PAGE EXCERPT:
Section 80C includes subsections: 80CCC, 80CCD (1) , 80CCD (1b) and 80CCD (2).
2. Section 80D: Under this section, you can claim a deduction of Rs.25,000 for paying insurance premiums for self, spouse and dependent children. If your parents are below 60 years of age, you can claim an additional deduction of up to Rs 25,000 for their insurance. If the parents are over 60, the deduction amount is Rs 50,000.
3. Section 80EE: Taxpayers can avail an income tax deduction on the interest payments of their home loan. You can claim a maximum deduction of Rs. 50,000 per financial year if you meet the following criteria:
A) The home loan amount is up to Rs.35 lakh and the cost of residential house is less than or is Rs.50 lakh.
B) The house bought or constructed using the home loan is the only house owned by the taxpayer at the time of sanctioning the loan.
4. Section 80TTA: The interest that you earn on a savings account is chargeable to tax under ‘Income from Other sources’. However, Section 80TTA of the Income Tax Act allows individual taxpayers and a Hindu Undivided Family to avail a deduction of up to Rs 10,000 on this interest income. This deduction is not available on interest income from fixed deposits, recurring deposits, or corporate bonds.
5. Section 80G: Donations made by taxpayers to certain charitable institutions and organisations are exempt under Section 80G. These donations are eligible for deduction up to either 100% or 50% with or without restriction. However, individuals can only make contributions of 10% of your Gross Total Income.
6. Section 80E: Interest paid on an education loan can be exempt under Section 80E. This loan may have been taken for yourself, your spouse, your children, or a student for whom you are a legal guardian.

Dataset records:
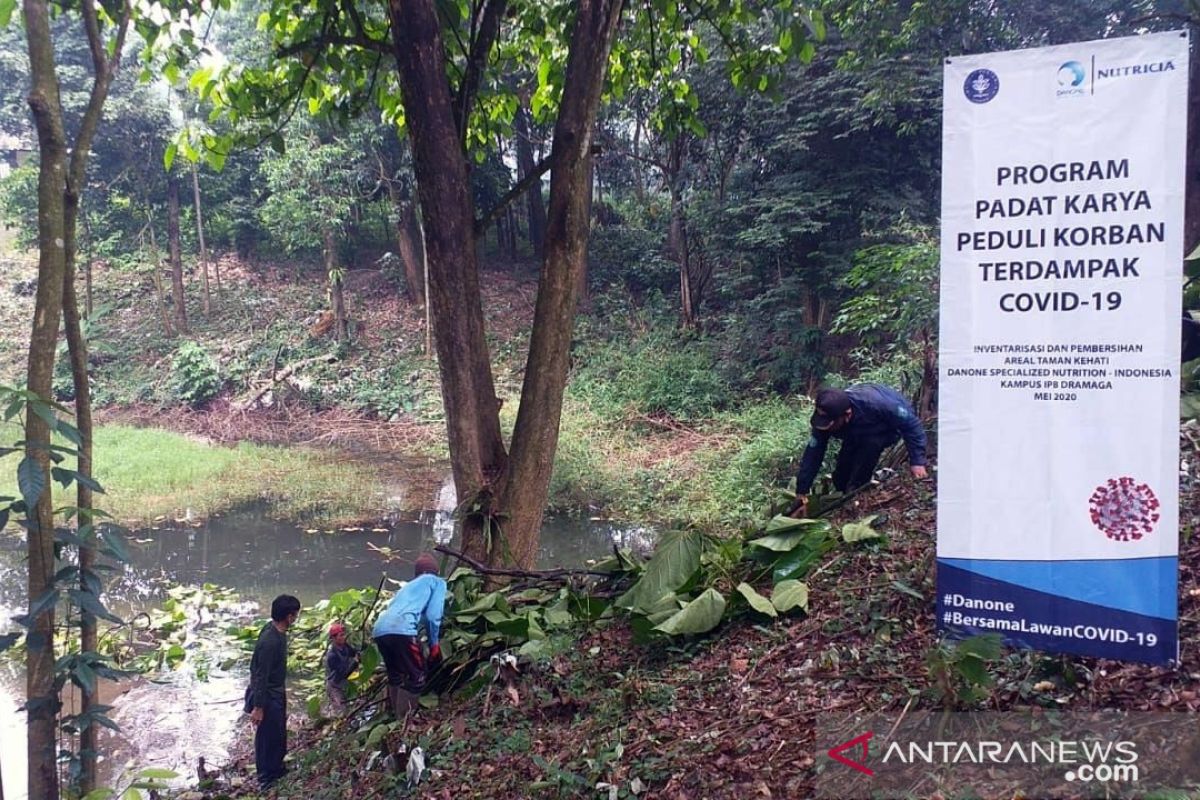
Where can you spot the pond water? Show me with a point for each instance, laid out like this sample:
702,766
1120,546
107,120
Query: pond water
173,720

BRIEF 1: Put this sentence from the income tax deductions text into Spanish: "This deduction is not available on interest income from fixed deposits, recurring deposits, or corporate bonds."
BRIEF 2: Write the next part of the income tax deductions text, starting after its final sentence.

RESPONSE 1: Esta deducción no está disponible para los ingresos por intereses de depósitos a plazo fijo, depósitos recurrentes o bonos corporativos.

RESPONSE 2:
7. Section 80DDB: Individuals and Hindu Undivided Families residing in India can claim this deduction in income tax if they are undergoing any medical treatment for cancer, kidney failure, thalassemia, etc.
Bottom Line
Both salaried and self-employed people can save money and lower tax liability by filing an income tax under different sections of the Income Tax Act. In simple terms, an income tax rebate is the money paid back to you if you have paid excess tax. Hence, when the tax liability is less than the tax paid, the refund is referred to as income tax deduction.
FAQs
How is income tax rebate calculated under section 87A?
To calculate rebate under section 87A, take your gross income estimate and subtract the available tax deductions. Now if your gross taxable income is up to Rs. 5 Lakh, you can claim a tax rebate up to Rs 12,500 or the total tax payable, whichever is lower.
What is the minimum income to file ITR?
While it is advisable to file ITR if your annual income is above ₹2.5 lakh, you should do so even if it is below ₹2.5 lakh. If the earning individual has gone through TDS from its recruiter, then in that case ITR filing can help them to claim tax refund.
How long will it take for income tax refunds to be reflected in my account?
The average wait time for an income tax refund is between one and four months. However, refunds for salaried individuals may be credited to their registered accounts within two weeks for the most recent income tax returns submitted.
Can a company or a firm take the benefit of Section 80C?
No, the provisions of Section 80C apply only to individuals or a Hindu Undivided Family (HUF).